*Exercise instructions:*
Please transcribe the listing below with every word intact.

---------- Extracted records ----------

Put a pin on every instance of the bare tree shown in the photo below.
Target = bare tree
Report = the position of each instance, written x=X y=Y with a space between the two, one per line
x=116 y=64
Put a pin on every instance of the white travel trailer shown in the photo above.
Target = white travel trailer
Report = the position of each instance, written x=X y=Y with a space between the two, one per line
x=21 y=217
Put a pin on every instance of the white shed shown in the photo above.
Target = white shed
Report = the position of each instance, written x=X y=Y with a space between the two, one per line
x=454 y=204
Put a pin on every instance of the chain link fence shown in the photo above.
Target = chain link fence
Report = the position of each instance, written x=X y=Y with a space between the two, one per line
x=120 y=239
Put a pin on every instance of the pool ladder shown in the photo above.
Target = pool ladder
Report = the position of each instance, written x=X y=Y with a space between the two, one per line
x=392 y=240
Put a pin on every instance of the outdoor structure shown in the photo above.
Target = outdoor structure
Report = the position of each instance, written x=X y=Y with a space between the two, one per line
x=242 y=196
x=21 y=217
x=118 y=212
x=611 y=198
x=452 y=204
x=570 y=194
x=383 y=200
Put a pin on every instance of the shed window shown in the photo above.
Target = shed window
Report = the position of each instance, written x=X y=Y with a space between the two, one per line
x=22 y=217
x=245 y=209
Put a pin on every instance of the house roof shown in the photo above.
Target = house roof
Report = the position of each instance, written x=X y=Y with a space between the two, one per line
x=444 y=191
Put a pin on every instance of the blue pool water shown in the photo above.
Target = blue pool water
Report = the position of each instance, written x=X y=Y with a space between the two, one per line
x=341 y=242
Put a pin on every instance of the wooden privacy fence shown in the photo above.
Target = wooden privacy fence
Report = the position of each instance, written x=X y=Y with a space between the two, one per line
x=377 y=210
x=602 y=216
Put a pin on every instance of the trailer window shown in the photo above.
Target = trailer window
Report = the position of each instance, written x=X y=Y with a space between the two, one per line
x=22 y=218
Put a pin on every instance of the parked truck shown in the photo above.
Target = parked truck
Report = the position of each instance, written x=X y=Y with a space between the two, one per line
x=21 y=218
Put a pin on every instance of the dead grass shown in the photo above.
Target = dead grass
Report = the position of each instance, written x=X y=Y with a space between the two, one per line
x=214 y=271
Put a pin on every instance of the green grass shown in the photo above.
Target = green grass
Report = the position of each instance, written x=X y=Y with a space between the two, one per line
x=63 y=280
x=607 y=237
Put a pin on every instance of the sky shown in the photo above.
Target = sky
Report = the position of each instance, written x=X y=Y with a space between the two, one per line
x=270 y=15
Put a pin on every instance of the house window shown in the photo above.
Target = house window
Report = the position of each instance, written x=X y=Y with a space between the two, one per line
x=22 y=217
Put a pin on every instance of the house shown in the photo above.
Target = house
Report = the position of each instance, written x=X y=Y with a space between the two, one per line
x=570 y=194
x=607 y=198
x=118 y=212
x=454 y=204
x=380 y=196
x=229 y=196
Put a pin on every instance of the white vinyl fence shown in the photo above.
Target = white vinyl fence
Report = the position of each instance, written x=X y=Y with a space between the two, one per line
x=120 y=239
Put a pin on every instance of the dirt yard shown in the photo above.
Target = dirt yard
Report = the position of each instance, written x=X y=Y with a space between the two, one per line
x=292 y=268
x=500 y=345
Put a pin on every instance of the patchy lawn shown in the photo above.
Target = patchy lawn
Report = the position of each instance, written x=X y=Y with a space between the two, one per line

----------

*Your response:*
Put a pin on every instance of the bare tree shown in the photo below.
Target = bare tree
Report = the position of each instance, written x=X y=Y with a space between the two, one per line
x=116 y=64
Put a pin on every instance of the white travel trailer shown in the photo above.
Target = white travel trailer
Report = the position of each instance, written x=X y=Y with a space between the two, one per line
x=21 y=217
Put a pin on every instance of the white shed shown in the photo above.
Target = white shed
Report = the position of each instance, written x=X y=Y with a space between the two, one per line
x=454 y=204
Put a pin on every instance of the chain link fence shown in the photo above.
Target = chain link fence
Report = the position of each instance, written x=X y=Y with a space between the two, one per line
x=120 y=239
Put a pin on every instance of the pool ladder shown in the photo above.
Target = pool ladder
Report = the position of each instance, written x=X y=Y with a space between the two, one per line
x=392 y=240
Put a pin on every instance of the outdoor structure shown in the photo above.
Target = outdoor structure
Report = the position of each instance, written x=X y=Y with a space between the two, one per line
x=242 y=196
x=21 y=217
x=118 y=212
x=611 y=198
x=452 y=204
x=570 y=194
x=383 y=200
Put a pin on every instance of the shed window shown in the photo above.
Target = shed window
Report = the position of each instance, written x=X y=Y with a space between the two, one per line
x=22 y=217
x=245 y=209
Put a pin on every instance of the house roof shown in the photo above.
Target = house roof
Report = the position of each instance, written x=X y=Y with a space between the two, one per line
x=444 y=191
Put a pin on every instance of the blue pool water shown in the photo above.
Target = blue pool water
Report = the position of each instance, written x=X y=Y with a space between the two, one per line
x=341 y=242
Put a pin on every instance of the wooden privacy fence shown in the photo above.
Target = wooden privacy fence
Report = the position of each instance, written x=X y=Y with a space between the two, one per line
x=377 y=210
x=602 y=216
Put a pin on every instance of the trailer window shown in the photo above.
Target = trailer window
Report = the position of each instance, written x=X y=Y with a space between the two, one per line
x=22 y=218
Put a pin on every instance of the parked truck shown in the photo above.
Target = parked truck
Report = the position of each instance, written x=X y=Y with a space between the two, one per line
x=21 y=218
Put a pin on every instance of the dead grass shown in the photo above.
Target = dead grass
Report = the position of each instance, written x=X y=Y with a space between the two, one per line
x=214 y=271
Put a pin on every instance of the green grass shown in the photo above.
Target = green grass
Report = the position of each instance, written x=X y=Y with a space between the two, one per line
x=63 y=280
x=607 y=237
Put a pin on every instance of the sky shown in the photo above.
Target = sky
Report = the position of each instance, written x=X y=Y with a space between the two, one per line
x=270 y=15
Put a pin on every instance of the house window shown in the photo above.
Target = house window
Report = the position of each instance, written x=X y=Y with a space between the two, one per line
x=22 y=217
Put a pin on every instance of the house shown in the photo above.
Target = house
Report = the position of each instance, written x=X y=Y with a space between the two, one per line
x=570 y=194
x=607 y=198
x=118 y=212
x=454 y=204
x=380 y=196
x=229 y=196
Put a pin on every instance of the white vinyl fence shown in the photo above.
Target = white vinyl fence
Report = the position of each instance, written x=X y=Y with a space between the two, one per line
x=120 y=239
Put a pin on every instance of the dirt yard shown in the photo above.
Target = dirt yard
Report = the position of each instance, written x=X y=Y with a space between the two, one per line
x=292 y=268
x=500 y=345
Put a pin on every instance of the patchy lawn shown in the photo above.
Target = patchy lawn
Report = the position of each instance, written x=X y=Y with a space between the two, one per line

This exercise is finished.